▶ _GIVEN RECORDS_
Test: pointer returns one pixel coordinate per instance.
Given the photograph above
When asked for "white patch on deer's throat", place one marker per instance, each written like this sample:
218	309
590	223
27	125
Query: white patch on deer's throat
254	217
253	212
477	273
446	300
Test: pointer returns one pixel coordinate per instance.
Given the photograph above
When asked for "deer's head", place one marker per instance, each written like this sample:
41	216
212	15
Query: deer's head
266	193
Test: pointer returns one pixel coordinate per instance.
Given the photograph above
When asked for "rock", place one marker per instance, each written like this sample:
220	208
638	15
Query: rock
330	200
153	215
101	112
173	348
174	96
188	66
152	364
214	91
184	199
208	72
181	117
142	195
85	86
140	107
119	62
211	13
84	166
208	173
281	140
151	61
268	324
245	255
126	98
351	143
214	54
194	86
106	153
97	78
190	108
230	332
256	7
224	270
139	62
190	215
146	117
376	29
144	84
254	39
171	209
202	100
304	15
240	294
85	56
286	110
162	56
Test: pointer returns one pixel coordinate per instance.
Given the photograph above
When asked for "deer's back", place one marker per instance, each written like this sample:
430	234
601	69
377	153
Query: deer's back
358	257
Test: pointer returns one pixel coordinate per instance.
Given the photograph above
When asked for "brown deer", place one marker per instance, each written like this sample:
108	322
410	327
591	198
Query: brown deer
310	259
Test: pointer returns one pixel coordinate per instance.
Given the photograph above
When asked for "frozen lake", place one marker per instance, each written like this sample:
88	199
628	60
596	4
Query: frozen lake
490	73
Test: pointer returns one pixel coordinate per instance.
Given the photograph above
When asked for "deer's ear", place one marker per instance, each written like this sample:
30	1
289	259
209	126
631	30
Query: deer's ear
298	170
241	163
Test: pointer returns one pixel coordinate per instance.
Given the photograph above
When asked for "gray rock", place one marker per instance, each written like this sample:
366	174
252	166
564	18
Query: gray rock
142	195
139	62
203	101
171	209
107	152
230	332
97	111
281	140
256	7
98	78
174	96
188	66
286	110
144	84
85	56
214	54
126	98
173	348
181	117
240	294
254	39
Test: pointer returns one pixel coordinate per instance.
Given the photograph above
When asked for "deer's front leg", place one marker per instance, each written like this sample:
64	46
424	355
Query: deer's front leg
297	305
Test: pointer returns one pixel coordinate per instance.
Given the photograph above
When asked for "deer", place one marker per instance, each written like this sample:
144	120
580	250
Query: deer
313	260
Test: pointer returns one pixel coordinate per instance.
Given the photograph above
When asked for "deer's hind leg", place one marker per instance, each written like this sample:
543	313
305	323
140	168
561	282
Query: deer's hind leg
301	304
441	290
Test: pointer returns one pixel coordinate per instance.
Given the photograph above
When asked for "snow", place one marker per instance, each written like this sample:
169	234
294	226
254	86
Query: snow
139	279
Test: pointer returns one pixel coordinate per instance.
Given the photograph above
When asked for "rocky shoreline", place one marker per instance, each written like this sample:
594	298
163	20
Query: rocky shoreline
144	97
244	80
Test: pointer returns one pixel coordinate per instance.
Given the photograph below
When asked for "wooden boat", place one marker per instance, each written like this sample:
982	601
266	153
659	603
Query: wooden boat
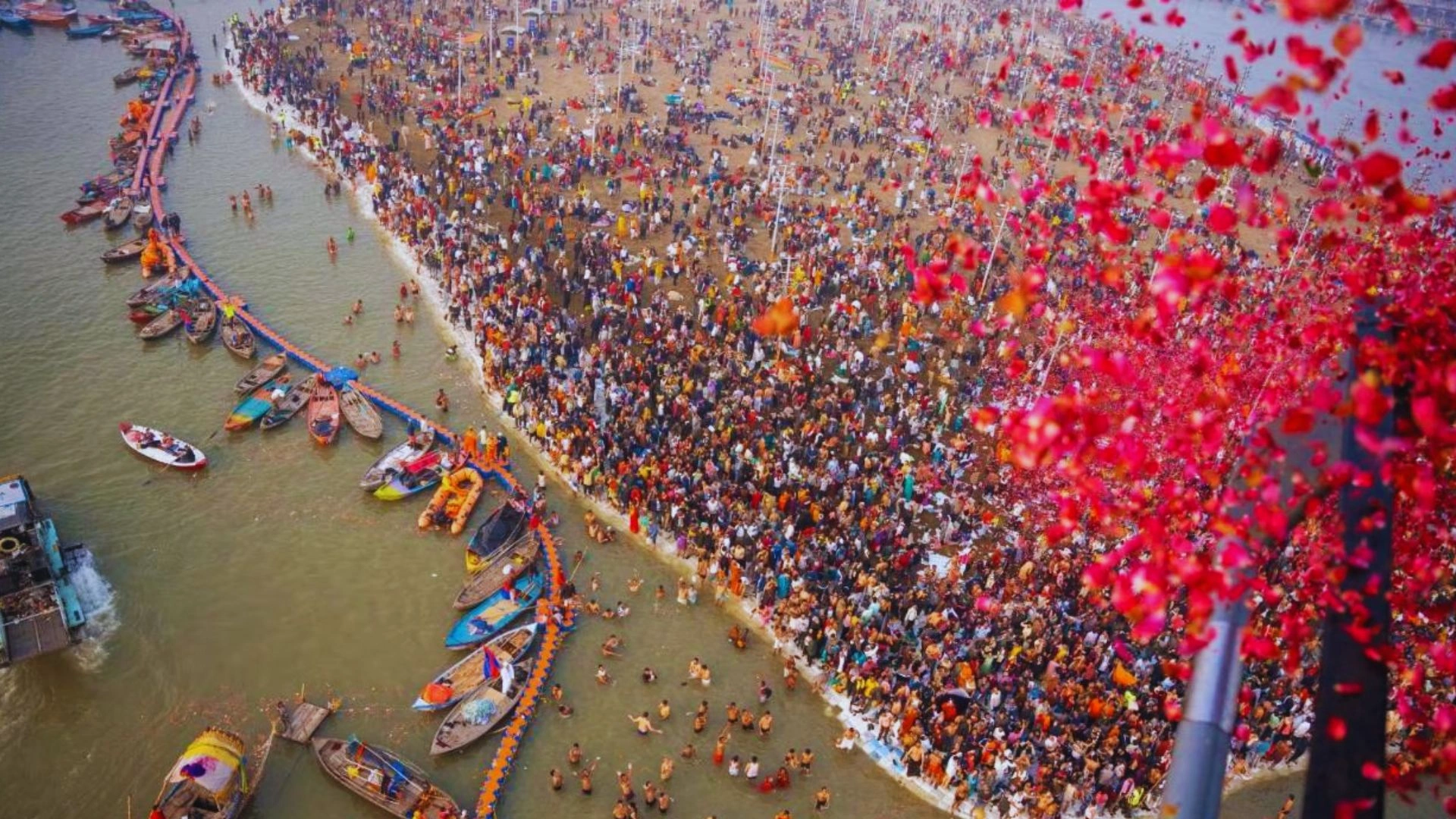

▶ _WHAT IS BEING ASKED_
Extract every line in the entries above that contains the string "snow", matching case exactly.

▶ _ANSWER FOR THE TASK_
When asked for "snow", place one marker per instance, each written like this sample:
Query: snow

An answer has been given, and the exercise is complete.